- _Goal of the exercise_
Copy the listing word for word, from its beginning through the line containing "x=270 y=575", and stop there. Leave out the pictures.

- _Provided data_
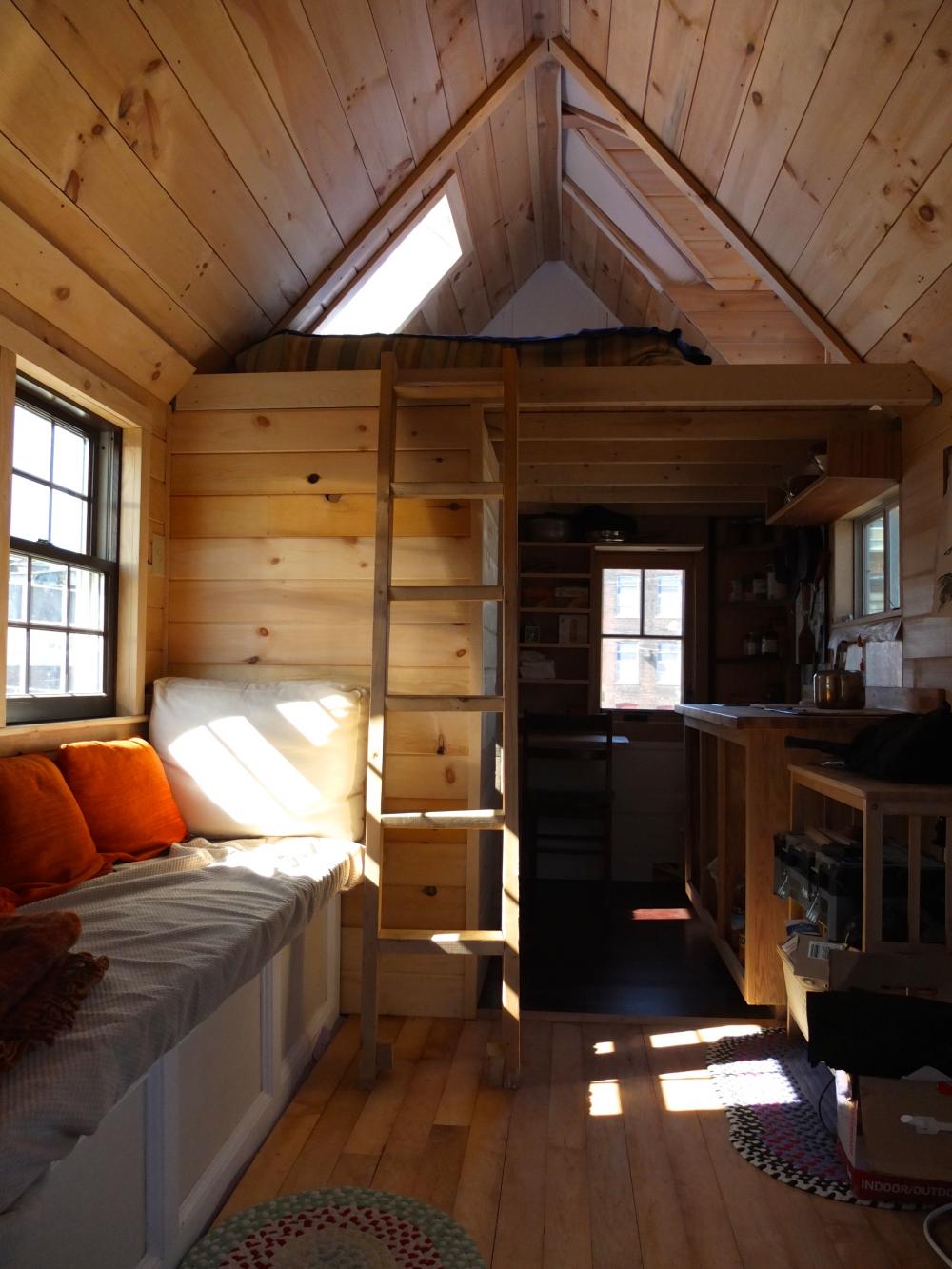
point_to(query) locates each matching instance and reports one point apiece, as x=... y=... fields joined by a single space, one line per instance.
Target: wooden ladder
x=479 y=388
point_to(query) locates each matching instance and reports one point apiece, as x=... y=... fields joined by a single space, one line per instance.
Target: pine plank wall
x=270 y=575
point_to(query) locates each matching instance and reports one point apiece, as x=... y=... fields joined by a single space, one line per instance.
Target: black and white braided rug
x=775 y=1100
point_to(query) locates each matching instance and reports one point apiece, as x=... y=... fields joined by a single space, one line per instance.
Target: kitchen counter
x=780 y=716
x=739 y=799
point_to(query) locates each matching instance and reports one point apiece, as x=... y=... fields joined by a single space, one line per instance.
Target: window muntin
x=63 y=571
x=643 y=639
x=876 y=561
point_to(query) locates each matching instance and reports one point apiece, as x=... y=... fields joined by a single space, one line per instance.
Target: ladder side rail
x=380 y=656
x=510 y=720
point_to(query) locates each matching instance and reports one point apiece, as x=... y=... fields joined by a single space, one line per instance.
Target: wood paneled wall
x=270 y=576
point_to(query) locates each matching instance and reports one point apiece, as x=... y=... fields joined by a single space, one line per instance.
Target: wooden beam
x=646 y=205
x=631 y=251
x=433 y=165
x=688 y=450
x=574 y=117
x=548 y=103
x=901 y=388
x=8 y=400
x=710 y=426
x=649 y=475
x=707 y=205
x=650 y=494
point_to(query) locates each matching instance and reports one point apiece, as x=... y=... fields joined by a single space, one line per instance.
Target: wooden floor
x=586 y=1164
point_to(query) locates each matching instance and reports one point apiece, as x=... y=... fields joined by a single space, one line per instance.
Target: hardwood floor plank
x=541 y=1183
x=407 y=1139
x=704 y=1214
x=438 y=1174
x=661 y=1219
x=376 y=1120
x=520 y=1231
x=464 y=1081
x=615 y=1227
x=482 y=1176
x=320 y=1085
x=567 y=1225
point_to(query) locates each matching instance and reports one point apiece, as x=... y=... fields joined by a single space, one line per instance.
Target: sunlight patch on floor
x=701 y=1035
x=605 y=1098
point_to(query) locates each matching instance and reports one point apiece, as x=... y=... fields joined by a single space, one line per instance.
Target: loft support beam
x=430 y=168
x=902 y=389
x=703 y=198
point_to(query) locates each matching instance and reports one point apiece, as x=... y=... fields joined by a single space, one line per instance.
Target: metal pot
x=840 y=688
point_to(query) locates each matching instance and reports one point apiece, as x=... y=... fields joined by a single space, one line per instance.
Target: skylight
x=398 y=286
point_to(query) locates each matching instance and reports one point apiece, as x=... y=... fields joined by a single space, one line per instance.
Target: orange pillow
x=45 y=844
x=124 y=793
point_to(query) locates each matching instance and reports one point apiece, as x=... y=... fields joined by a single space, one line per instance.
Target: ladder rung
x=437 y=704
x=484 y=385
x=429 y=820
x=456 y=942
x=460 y=593
x=459 y=490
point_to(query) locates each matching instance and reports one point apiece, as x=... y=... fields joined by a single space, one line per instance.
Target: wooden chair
x=571 y=819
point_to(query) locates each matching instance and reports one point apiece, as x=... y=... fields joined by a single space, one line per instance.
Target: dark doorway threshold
x=582 y=951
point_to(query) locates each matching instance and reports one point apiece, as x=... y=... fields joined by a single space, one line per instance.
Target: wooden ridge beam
x=710 y=426
x=689 y=450
x=707 y=205
x=649 y=475
x=432 y=167
x=662 y=494
x=902 y=388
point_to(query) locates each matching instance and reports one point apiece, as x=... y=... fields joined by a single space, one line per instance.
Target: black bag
x=906 y=749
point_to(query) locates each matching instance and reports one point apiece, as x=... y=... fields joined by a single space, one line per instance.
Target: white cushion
x=263 y=759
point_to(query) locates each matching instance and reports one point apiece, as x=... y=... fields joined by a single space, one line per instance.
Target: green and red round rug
x=338 y=1229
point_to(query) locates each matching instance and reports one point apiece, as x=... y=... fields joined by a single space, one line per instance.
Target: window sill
x=878 y=628
x=37 y=738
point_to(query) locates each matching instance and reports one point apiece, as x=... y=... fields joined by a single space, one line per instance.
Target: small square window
x=63 y=561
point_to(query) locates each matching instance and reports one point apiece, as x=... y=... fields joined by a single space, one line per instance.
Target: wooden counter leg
x=872 y=877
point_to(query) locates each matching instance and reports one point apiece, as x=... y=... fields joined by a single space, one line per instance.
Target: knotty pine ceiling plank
x=914 y=252
x=347 y=37
x=734 y=43
x=872 y=50
x=905 y=144
x=209 y=60
x=407 y=42
x=676 y=60
x=791 y=62
x=631 y=38
x=280 y=41
x=110 y=53
x=37 y=201
x=76 y=148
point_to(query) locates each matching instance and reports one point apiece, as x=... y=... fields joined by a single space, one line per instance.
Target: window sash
x=102 y=499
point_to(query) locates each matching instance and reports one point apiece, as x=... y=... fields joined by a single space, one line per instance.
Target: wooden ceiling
x=175 y=175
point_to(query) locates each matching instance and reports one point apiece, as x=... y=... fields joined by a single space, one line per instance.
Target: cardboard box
x=887 y=1159
x=806 y=967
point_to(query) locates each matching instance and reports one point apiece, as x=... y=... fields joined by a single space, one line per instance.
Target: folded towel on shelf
x=42 y=983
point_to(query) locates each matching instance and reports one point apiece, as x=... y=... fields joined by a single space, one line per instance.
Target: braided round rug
x=775 y=1100
x=338 y=1229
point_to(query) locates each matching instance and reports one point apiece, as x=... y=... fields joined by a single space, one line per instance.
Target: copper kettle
x=840 y=688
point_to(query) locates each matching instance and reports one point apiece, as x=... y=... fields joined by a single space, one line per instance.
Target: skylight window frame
x=447 y=188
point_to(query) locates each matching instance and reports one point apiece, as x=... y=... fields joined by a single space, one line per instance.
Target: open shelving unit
x=544 y=565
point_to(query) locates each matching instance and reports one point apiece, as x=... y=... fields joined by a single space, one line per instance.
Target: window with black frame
x=63 y=567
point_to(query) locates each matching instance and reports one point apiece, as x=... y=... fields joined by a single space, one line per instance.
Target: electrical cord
x=937 y=1214
x=819 y=1105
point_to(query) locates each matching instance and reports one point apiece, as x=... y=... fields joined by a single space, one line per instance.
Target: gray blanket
x=182 y=934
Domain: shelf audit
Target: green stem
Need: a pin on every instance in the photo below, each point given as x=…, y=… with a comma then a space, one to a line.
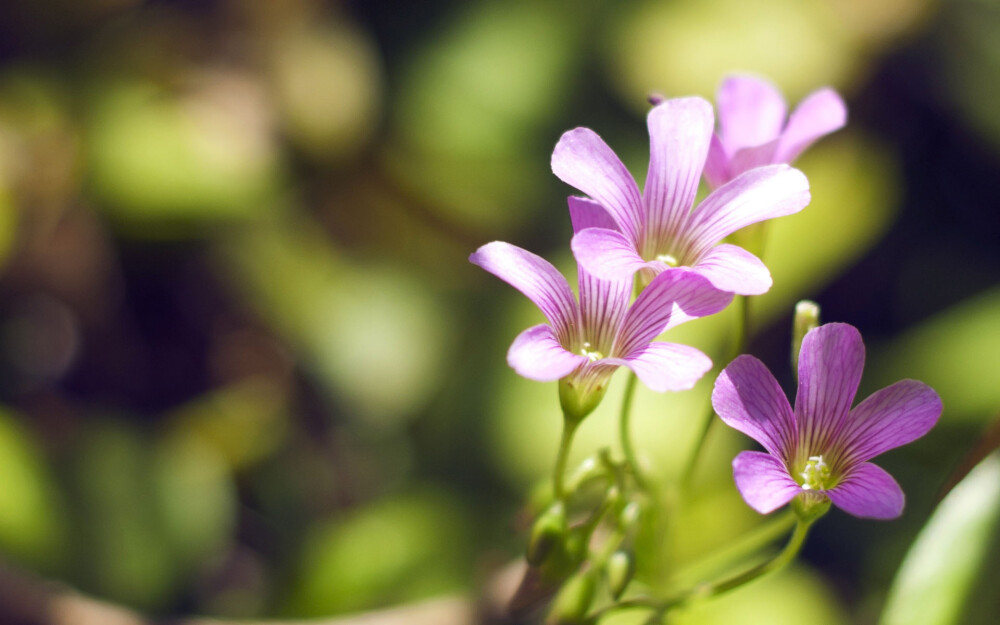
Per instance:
x=742, y=332
x=743, y=546
x=625, y=435
x=559, y=473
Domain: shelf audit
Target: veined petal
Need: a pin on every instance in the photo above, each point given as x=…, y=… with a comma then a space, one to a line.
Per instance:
x=716, y=164
x=831, y=360
x=602, y=302
x=680, y=131
x=888, y=418
x=583, y=160
x=732, y=268
x=533, y=276
x=586, y=213
x=763, y=481
x=537, y=355
x=819, y=114
x=667, y=366
x=751, y=112
x=747, y=398
x=607, y=254
x=759, y=194
x=652, y=311
x=746, y=159
x=868, y=492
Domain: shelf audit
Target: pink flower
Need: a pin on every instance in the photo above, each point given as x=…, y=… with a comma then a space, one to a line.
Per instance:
x=587, y=340
x=657, y=230
x=753, y=131
x=820, y=450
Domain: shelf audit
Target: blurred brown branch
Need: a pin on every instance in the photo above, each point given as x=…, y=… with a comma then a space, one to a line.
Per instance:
x=28, y=600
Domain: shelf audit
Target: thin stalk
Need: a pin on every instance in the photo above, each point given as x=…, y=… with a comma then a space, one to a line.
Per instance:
x=742, y=332
x=762, y=535
x=559, y=473
x=625, y=435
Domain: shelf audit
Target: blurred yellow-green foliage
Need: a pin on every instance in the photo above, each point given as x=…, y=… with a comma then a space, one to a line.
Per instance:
x=246, y=369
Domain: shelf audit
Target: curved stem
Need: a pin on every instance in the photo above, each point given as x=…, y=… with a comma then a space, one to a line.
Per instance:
x=778, y=562
x=742, y=332
x=625, y=435
x=559, y=473
x=760, y=536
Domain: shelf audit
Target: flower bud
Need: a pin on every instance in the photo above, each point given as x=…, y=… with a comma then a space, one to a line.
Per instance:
x=548, y=531
x=573, y=601
x=579, y=400
x=620, y=568
x=806, y=318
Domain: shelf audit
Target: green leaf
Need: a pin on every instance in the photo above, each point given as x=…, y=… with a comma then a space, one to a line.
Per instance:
x=943, y=565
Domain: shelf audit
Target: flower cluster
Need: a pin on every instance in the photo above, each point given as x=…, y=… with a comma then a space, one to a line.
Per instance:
x=677, y=255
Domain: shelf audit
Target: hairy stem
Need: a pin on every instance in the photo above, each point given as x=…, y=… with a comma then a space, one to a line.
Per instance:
x=739, y=344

- _Task answer_
point_to(query) locates each matching instance and reports one point apiece, as x=... y=... fields joined by a single space, one line per instance.
Target: wooden ladder
x=479 y=388
point_to(query) locates each matching instance and reports one point apiece, as x=... y=... fields joined by a single space, one line per instance.
Target: pine plank wall
x=270 y=575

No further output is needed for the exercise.